REQUIREMENTS.
(a) In the passage on NASA funding, quote the text from "Another $35 million" to "the Shuttles within.".
(b) In the passage on NASA funding, by how much would the Earth Sciences program's funding be reduced?
(c) Carry on the passage about the House Committee's NASA funding from its last sentence.

───── DOCUMENT EXTRACT ─────

The Propulsion Module is less urgent, since boosts by unmanned Russian Progress craft periodically docked to the Station can reboost it for a long time until the money for its own reboost module does become available.

The House Committee, however, provided relatively little in other new funds for NASA. $35 million more would be spent on research equipment for the Station, and $34 million would be added to NASA's academic programs, which are widely regarded as underfunded.

Another $35 million would be transferred from the Shuttle program as a result of NASA's recent cancellations of some Shuttle missions over the next few years, and used instead to start repairs on the giant Vehicle Assembly Building -- which is reportedly so dilapidated at this point that nets are used to catch chunks of concrete that might fall from its ceiling and damage the Shuttles within.

But NASA's Earth Sciences program funding would be reduced by $31 million, and funding for its Space Sciences programs would be cut by $27 million.

The Next Generation Space Telescope -- Hubble's successor, which was scheduled to be launched in 2009 to use a 6 or 7-meter wide cryogenically cooled mirror to make infrared observations of the extremely distant Universe to examine the early era after the Big Bang -- would have this year's funds cut by $20 million .

───── DATA SECTION ─────

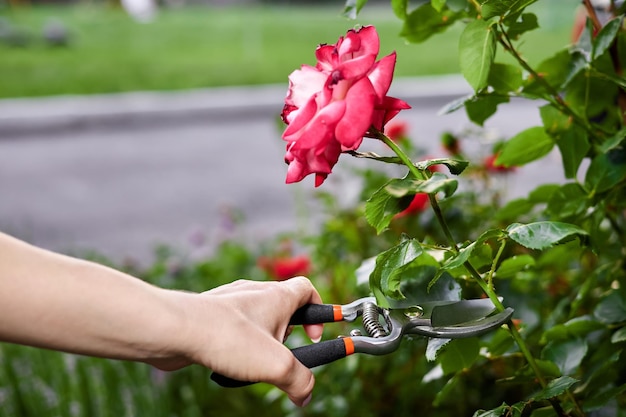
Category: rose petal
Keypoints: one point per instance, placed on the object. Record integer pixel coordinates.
(303, 83)
(382, 74)
(358, 114)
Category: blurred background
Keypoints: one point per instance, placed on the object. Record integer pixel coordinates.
(128, 125)
(146, 135)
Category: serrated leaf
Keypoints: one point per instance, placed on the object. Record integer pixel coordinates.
(574, 146)
(568, 200)
(514, 209)
(353, 7)
(619, 336)
(527, 23)
(570, 138)
(438, 4)
(447, 391)
(605, 37)
(399, 8)
(382, 206)
(460, 258)
(505, 78)
(542, 235)
(555, 388)
(567, 355)
(433, 347)
(527, 146)
(386, 277)
(496, 412)
(606, 170)
(438, 183)
(511, 266)
(456, 166)
(492, 8)
(477, 49)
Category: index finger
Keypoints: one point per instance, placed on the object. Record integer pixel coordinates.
(307, 295)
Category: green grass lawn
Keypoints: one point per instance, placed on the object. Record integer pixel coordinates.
(203, 46)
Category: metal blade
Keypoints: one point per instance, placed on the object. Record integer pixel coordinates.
(460, 312)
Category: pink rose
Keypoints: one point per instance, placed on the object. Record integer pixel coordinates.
(330, 107)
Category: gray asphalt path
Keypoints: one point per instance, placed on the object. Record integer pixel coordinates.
(120, 174)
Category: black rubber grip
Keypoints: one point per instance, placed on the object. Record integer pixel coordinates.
(311, 356)
(314, 314)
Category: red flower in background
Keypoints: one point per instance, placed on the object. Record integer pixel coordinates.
(330, 107)
(285, 267)
(418, 205)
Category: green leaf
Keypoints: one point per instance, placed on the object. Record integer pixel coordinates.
(505, 78)
(492, 8)
(574, 146)
(569, 200)
(448, 391)
(438, 4)
(606, 170)
(613, 142)
(511, 266)
(525, 147)
(382, 206)
(459, 354)
(477, 49)
(425, 21)
(390, 265)
(454, 105)
(399, 8)
(619, 336)
(567, 355)
(576, 328)
(527, 23)
(482, 106)
(438, 183)
(605, 37)
(460, 258)
(570, 138)
(434, 346)
(456, 166)
(353, 7)
(611, 309)
(514, 209)
(543, 193)
(542, 235)
(496, 412)
(555, 388)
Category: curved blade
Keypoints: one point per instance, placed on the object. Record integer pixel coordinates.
(459, 312)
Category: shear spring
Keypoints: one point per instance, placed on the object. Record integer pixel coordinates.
(372, 325)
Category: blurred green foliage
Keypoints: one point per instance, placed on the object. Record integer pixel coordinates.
(202, 46)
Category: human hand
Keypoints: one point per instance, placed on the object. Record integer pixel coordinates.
(238, 330)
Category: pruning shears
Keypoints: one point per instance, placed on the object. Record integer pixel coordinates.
(386, 326)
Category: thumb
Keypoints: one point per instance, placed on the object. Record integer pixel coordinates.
(296, 380)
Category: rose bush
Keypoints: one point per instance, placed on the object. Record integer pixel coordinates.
(556, 256)
(330, 107)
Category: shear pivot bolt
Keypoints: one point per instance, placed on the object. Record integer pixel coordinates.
(413, 312)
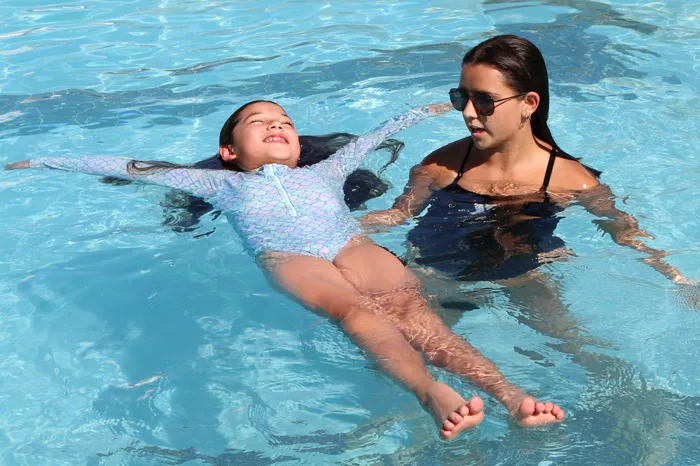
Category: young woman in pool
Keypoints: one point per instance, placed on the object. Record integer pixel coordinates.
(493, 198)
(294, 221)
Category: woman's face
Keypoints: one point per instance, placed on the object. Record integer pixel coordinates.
(492, 130)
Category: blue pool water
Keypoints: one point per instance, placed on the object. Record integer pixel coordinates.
(122, 342)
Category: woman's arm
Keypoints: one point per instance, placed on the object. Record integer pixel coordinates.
(205, 183)
(624, 229)
(414, 199)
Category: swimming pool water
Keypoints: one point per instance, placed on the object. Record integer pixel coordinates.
(125, 343)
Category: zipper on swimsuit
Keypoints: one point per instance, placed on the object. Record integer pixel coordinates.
(270, 171)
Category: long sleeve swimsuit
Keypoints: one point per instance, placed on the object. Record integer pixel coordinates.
(274, 208)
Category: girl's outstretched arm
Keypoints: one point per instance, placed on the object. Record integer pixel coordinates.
(349, 158)
(200, 182)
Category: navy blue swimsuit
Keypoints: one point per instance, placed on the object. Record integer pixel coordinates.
(459, 233)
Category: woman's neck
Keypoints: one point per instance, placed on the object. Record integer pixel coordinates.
(516, 151)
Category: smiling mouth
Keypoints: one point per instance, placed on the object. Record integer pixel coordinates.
(276, 139)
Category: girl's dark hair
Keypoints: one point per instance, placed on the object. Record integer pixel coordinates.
(183, 211)
(524, 70)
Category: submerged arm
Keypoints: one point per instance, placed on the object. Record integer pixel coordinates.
(205, 183)
(624, 229)
(410, 203)
(349, 158)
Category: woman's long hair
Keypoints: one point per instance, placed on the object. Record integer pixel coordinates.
(524, 70)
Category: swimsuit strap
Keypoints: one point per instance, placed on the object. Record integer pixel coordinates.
(464, 162)
(548, 173)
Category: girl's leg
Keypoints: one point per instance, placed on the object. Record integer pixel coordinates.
(377, 273)
(319, 285)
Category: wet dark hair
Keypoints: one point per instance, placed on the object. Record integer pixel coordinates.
(183, 211)
(524, 70)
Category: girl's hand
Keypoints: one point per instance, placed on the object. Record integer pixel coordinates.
(17, 165)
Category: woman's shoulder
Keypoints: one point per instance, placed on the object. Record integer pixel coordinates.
(448, 156)
(570, 174)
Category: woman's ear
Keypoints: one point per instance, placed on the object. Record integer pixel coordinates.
(226, 153)
(530, 104)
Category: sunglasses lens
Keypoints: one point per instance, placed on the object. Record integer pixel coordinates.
(458, 98)
(483, 103)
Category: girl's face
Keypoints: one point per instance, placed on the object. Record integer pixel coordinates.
(264, 134)
(492, 130)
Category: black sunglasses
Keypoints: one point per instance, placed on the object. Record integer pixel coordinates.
(483, 103)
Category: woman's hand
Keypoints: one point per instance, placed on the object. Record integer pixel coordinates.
(17, 165)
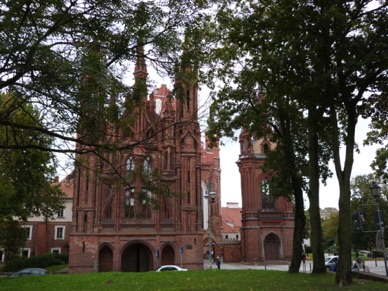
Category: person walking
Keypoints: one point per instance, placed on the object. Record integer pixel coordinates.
(218, 263)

─────

OUTPUTS.
(a)
Another $35 million would be transferred from the Shuttle program as a result of NASA's recent cancellations of some Shuttle missions over the next few years, and used instead to start repairs on the giant Vehicle Assembly Building -- which is reportedly so dilapidated at this point that nets are used to catch chunks of concrete that might fall from its ceiling and damage the Shuttles within.

(b) By $31 million.

(c)
NGST is supposed to be far more capable than Hubble while at the same time costing only about one-third as much and weighing only about one-quarter as much, so that it can be launched on an unmanned booster to the "L2 Point" 1.5 million km from Earth's nightside to maximize its sensitivity.

This means that it requires the development of major new technological advances, including a huge multi-panel unfolding mirror which must be precisely unfolded to the right focus, and an efficient cooling system capable of chilling that mirror to only minus 223 deg C.

The House Science Subcommittee also cut $10 million out of the New Millennium program for space test flights of new experimental technologies, and another $10 million out of the STEREO mission that was scheduled to put two identical solar astronomy spacecraft into orbit around the Sun in 2004.

It did raise other Space Sciences spending by a total of $13 million -- but it provided no additional funding for one project that planetary scientists consider urgent: a Pluto flyby probe which would have to be launched in December 2004 (or, much less preferably, January 2006) to make a gravity-assist flyby of Jupiter and thus reach Pluto by about 2015 at the latest, before its thin atmosphere freezes out for nearly 200 years as it moves slowly away from the Sun.

But the Committee's counterpart -- the Senate Appropriations Committee, which is now controlled by the Democrats -- had different ideas.

Two days later, on July 19, it voted to increase total NASA funding by only $50 million over Bush's request -- and, in the process, it lambasted the Space Station wholesale. In fact, it voted to reduce total spending on the Station by $100 million.